**Compito**
Prosegui il testo su Ottaviano e la congiura del 22 a.C., riportato qui sotto, scrivendo ciò che segue la sua ultima frase.

**Pagina**
***
STORIA ROMANA


Ottaviano: la congiura del 22 a.C.

L'apoteosi di Augusto

A sorpresa, il 26 giugno del 23 a.C. Ottaviano depose la sua alta carica di console per tornare a vita privata, dopo otto anni di carriera prestigiosa in cui aveva distrutto l'astro nascente, Antonio, e si era impadronito dei poteri civili e militari diventando il principe.

Al fine di dimostrare le sue buone intenzioni nei confronti del senato e della repubblica, scelse addirittura un sostituito ad hoc: Lucio Sestio, un entusiasta seguace del cesaricida Bruto.

In realtà tutto questo era solo una messinscena ben studiata, il cui scopo era quello non di diminuire ma piuttosto di aumentare i propri poteri.

E infatti per la seconda volta, dopo il 27 a.C., il senato gli conferì poteri tali da poter governare come un vero e proprio monarca: anzitutto, pur non essendo un tribuno della plebe (carica che un patrizio non poteva detenere) ne aveva ugualmente i medesimi poteri; in secondo luogo il senato gli consentiva di portare dinanzi alla curia qualsiasi mozione; in terzo luogo l'imperio pro-consolare, che aveva detenuto per dieci anni, fu trasformato in maius e a tempo indeterminato (il che in sostanza voleva dire che il principe poteva governare anche sulle province affidate ad altri proconsoli e poteva disporre di tutte le legioni dell'impero).

Ma come poteva Ottaviano essere sicuro di questo incredibile successo? Il motivo è relativamente semplice: nel 28 a.C. egli aveva provveduto a epurare il senato di tutti gli elementi che avrebbero potuto ostacolarlo, sfruttando il pretesto del sovrannumero e soprattutto della immoralità di diversi senatori.
***
**Voci fornite**

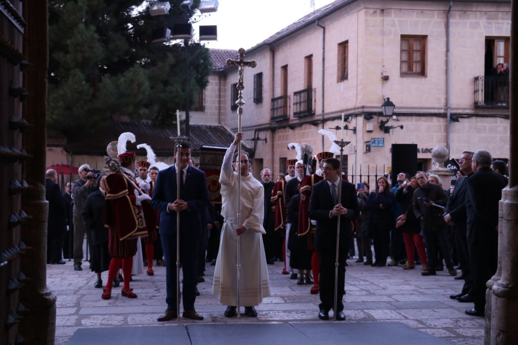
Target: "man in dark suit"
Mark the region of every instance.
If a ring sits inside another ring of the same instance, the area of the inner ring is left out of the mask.
[[[72,221],[72,196],[70,189],[71,182],[67,182],[65,185],[65,193],[63,195],[63,202],[65,203],[66,217],[66,231],[63,236],[63,258],[74,259],[74,222]]]
[[[263,227],[266,233],[263,235],[264,251],[266,254],[266,263],[273,265],[275,256],[275,214],[273,207],[275,204],[271,202],[271,191],[275,184],[271,182],[271,170],[266,168],[261,172],[261,184],[264,187],[264,219]]]
[[[153,191],[151,205],[160,211],[160,237],[166,263],[167,309],[159,321],[176,319],[176,217],[179,214],[180,261],[183,272],[182,295],[184,318],[203,320],[194,310],[197,273],[197,245],[202,232],[201,213],[209,203],[207,180],[203,172],[189,165],[191,145],[181,144],[180,152],[175,154],[176,163],[159,173]],[[180,199],[177,198],[176,174],[179,164]]]
[[[45,173],[45,199],[49,202],[47,222],[47,263],[62,265],[61,260],[63,236],[66,227],[65,203],[61,196],[57,173],[49,169]]]
[[[471,158],[473,153],[464,151],[459,160],[460,171],[464,175],[455,184],[455,189],[446,205],[444,211],[444,221],[449,225],[454,227],[454,236],[455,247],[457,248],[457,257],[462,268],[462,276],[464,286],[461,293],[451,295],[450,298],[456,299],[459,302],[473,302],[473,282],[469,271],[469,259],[468,256],[468,241],[466,236],[466,221],[467,215],[466,213],[466,192],[468,184],[467,180],[473,175],[471,169]]]
[[[324,181],[313,186],[308,207],[309,218],[316,221],[314,246],[320,259],[320,312],[319,318],[329,319],[329,310],[334,308],[335,267],[336,256],[336,231],[338,217],[340,220],[340,239],[338,248],[338,279],[337,308],[334,310],[337,320],[346,319],[343,313],[343,288],[345,284],[346,259],[353,241],[351,222],[358,214],[358,201],[354,186],[341,181],[341,195],[338,200],[338,188],[341,179],[340,161],[336,158],[324,162]]]
[[[474,174],[466,181],[468,250],[473,277],[474,307],[468,315],[484,316],[486,282],[496,272],[498,246],[498,202],[507,178],[491,170],[491,154],[479,150],[473,155]]]

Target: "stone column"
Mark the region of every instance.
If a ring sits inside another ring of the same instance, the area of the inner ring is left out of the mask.
[[[53,344],[56,297],[47,288],[47,220],[45,200],[45,154],[47,143],[47,80],[48,69],[48,2],[24,2],[27,22],[23,53],[31,64],[23,72],[23,84],[30,96],[23,105],[30,126],[23,147],[32,156],[24,167],[24,178],[30,187],[23,195],[22,206],[28,217],[22,226],[22,240],[29,247],[22,258],[21,271],[28,278],[20,299],[30,311],[20,324],[20,333],[31,344]]]
[[[518,339],[518,0],[511,2],[509,184],[502,192],[498,222],[498,269],[487,283],[486,344]]]

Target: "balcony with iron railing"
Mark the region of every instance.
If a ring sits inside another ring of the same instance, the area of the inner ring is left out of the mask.
[[[293,93],[293,117],[303,117],[315,114],[313,101],[315,89],[305,88]]]
[[[474,79],[475,108],[509,107],[509,76],[479,76]]]
[[[270,113],[272,122],[290,119],[290,96],[285,95],[271,99]]]

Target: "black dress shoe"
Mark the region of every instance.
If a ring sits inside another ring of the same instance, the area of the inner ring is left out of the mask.
[[[467,309],[464,310],[464,312],[466,313],[467,315],[469,315],[470,316],[484,316],[483,312],[479,311],[474,308],[472,309]]]
[[[168,321],[170,320],[176,319],[177,317],[178,314],[176,313],[176,310],[167,309],[165,311],[165,313],[163,315],[156,319],[156,321],[161,322],[162,321]]]
[[[435,276],[437,274],[436,273],[435,271],[432,271],[431,269],[427,269],[426,271],[423,271],[421,272],[422,276]]]
[[[339,311],[338,313],[336,314],[336,319],[339,321],[343,321],[346,319],[346,314],[343,313],[343,311]]]
[[[461,293],[458,293],[456,295],[450,295],[450,298],[451,298],[452,299],[456,299],[457,297],[461,297],[464,295],[464,294],[461,292]]]
[[[237,307],[234,306],[228,306],[227,307],[227,309],[225,310],[225,316],[227,318],[233,318],[237,314],[237,312],[236,311]]]
[[[252,307],[245,307],[244,314],[251,318],[256,318],[257,312],[255,311],[255,308],[253,306]]]
[[[470,303],[474,301],[475,300],[475,299],[473,298],[472,296],[471,296],[467,293],[464,296],[457,297],[456,299],[458,302],[464,303]]]
[[[320,320],[329,320],[329,312],[321,310],[319,313],[319,319]]]
[[[192,310],[184,310],[182,316],[186,319],[190,319],[191,320],[203,320],[203,317],[197,313],[194,309]]]

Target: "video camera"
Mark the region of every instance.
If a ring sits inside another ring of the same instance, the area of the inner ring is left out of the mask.
[[[87,170],[87,179],[97,179],[97,177],[99,177],[99,174],[100,174],[100,170],[97,170],[97,169],[88,169]],[[91,172],[92,175],[89,175],[88,173]]]

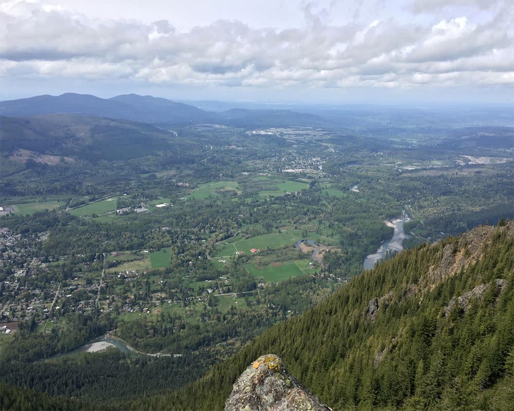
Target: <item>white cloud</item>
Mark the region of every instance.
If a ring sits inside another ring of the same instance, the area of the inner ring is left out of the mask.
[[[99,20],[59,5],[10,1],[0,5],[0,76],[243,87],[512,86],[511,11],[499,10],[489,20],[390,17],[334,25],[325,9],[306,6],[300,28],[218,20],[180,31],[166,20]]]

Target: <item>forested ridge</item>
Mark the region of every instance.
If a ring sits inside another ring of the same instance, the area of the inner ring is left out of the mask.
[[[242,371],[272,352],[337,409],[512,409],[513,250],[510,222],[401,253],[186,388],[124,406],[223,409]]]
[[[222,409],[269,352],[335,409],[511,409],[513,250],[514,221],[502,221],[404,251],[174,391],[79,402],[3,384],[2,409]],[[162,386],[160,373],[141,371],[143,385]]]

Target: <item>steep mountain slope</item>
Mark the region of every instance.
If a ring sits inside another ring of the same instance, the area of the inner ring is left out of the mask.
[[[122,118],[163,126],[205,122],[247,128],[327,123],[319,116],[290,110],[238,109],[213,113],[164,98],[137,94],[102,99],[89,95],[67,93],[60,96],[45,95],[0,102],[0,114],[6,117],[55,114]]]
[[[251,362],[273,352],[337,409],[511,409],[514,221],[502,226],[403,252],[187,388],[124,406],[223,409]]]
[[[233,109],[219,114],[224,119],[225,123],[242,128],[328,124],[326,120],[319,116],[291,110]]]
[[[126,120],[56,114],[2,117],[2,154],[14,159],[38,154],[87,160],[126,160],[162,150],[194,151],[194,144],[148,124]],[[27,153],[27,151],[30,152]]]
[[[330,411],[286,370],[277,355],[262,355],[234,384],[225,411]]]
[[[129,94],[102,99],[72,93],[2,101],[0,113],[8,117],[68,113],[162,123],[203,121],[216,117],[192,105],[151,96]]]

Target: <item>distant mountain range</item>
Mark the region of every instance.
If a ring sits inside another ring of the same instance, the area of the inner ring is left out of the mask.
[[[103,99],[88,94],[67,93],[45,95],[0,102],[6,117],[68,114],[124,119],[157,124],[213,123],[243,128],[266,126],[321,125],[321,117],[290,110],[237,109],[214,113],[194,105],[151,96],[126,94]]]

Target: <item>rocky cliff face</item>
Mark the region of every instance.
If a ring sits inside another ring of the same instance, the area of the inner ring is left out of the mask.
[[[225,411],[330,411],[287,371],[277,355],[259,357],[241,374]]]

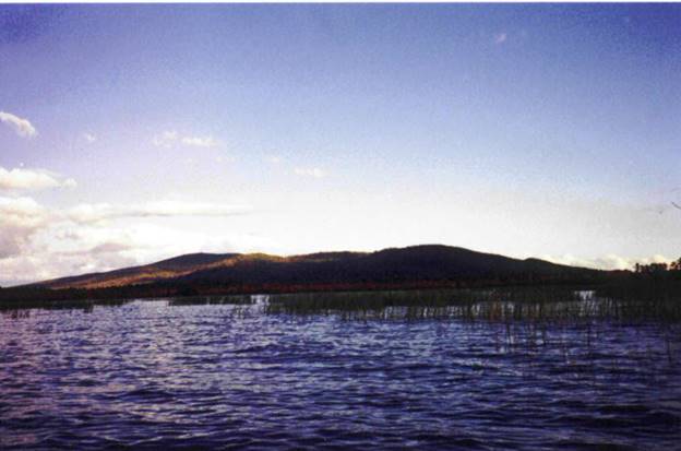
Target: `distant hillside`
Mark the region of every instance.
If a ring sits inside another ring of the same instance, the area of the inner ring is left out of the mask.
[[[142,266],[33,284],[52,289],[99,289],[159,285],[165,288],[219,286],[373,286],[414,284],[493,284],[585,281],[602,272],[537,259],[518,260],[441,245],[377,252],[321,252],[278,257],[264,253],[193,253]],[[169,288],[168,288],[169,289]],[[168,293],[174,293],[171,289]]]

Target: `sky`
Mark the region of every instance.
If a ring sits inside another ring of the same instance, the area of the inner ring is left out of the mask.
[[[0,285],[189,252],[681,257],[681,4],[0,5]]]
***
**Risposta**
Lo appoggiarono nettamente tutti i seguaci di Antonio, di Bruto e di Cassio volutamente risparmiati da lui; la consistente maggioranza dei cesariani; la classe dei cavalieri; i figli dei liberti, che già sotto Cesare avevano avuto la possibilità di migliorare il loro status sociale.

Ottaviano aveva designato come suo successore il nipote e figlio adottivo Claudio Marcello, figlio di Ottavia, sorella dello stesso Ottaviano. Nel 24 a.C. lo aveva già nominato pontefice e gli aveva dato il diritto di sedere in senato tra i pretori, dopodiché sarebbe dovuto diventare edile e console dieci anni prima dell'età richiesta.

Tale cumulo di onori era in contrasto con l'iter regolare di un cittadino non raccomandato, che poteva diventare questore a 25 anni, pretore a 30 e console a 35. Un nepotismo così smaccato sacrificava le libere elezioni dei magistrati che avvenivano nelle assemblee popolari. E' probabile che proprio a queste ragioni si colleghi l'improvvisa morte di Marcello alla fine del 23 a.C.

Non a caso i nemici di Augusto pensarono che quello fosse il momento opportuno per eliminare anche lui e restaurare realmente la repubblica.

La congiura del 22 a.C. però fu sventata da un delatore di nome Castricio, liberto di Augusto, che fece i nomi di Fannio Cepione e Lucio Terenzio Varrone Licinio Murena, entrambi con un albero genealogico di tutto rispetto.

Essi erano i rappresentanti dell'aristocrazia, cioè di quella classe che Augusto stava sempre più allontanando dall'amministrazione statale.

Il ruolo della nobiltà era irreversibilmente in declino perché non esistevano più continue guerre in cui si potevano accumulare grandi fortune in terre e schiavi. Diminuivano le occasioni di assumere comandi militari importanti, giacché questi venivano assegnati generalmente a parenti di Augusto o a persone di particolare fiducia.

Gli uomini nuovi erano da tempo diventati i "cavalieri", cioè la classe imprenditoriale, commerciale, la borghesia di allora, nonché i liberti dotati di capacità intellettuali, organizzative, manageriali...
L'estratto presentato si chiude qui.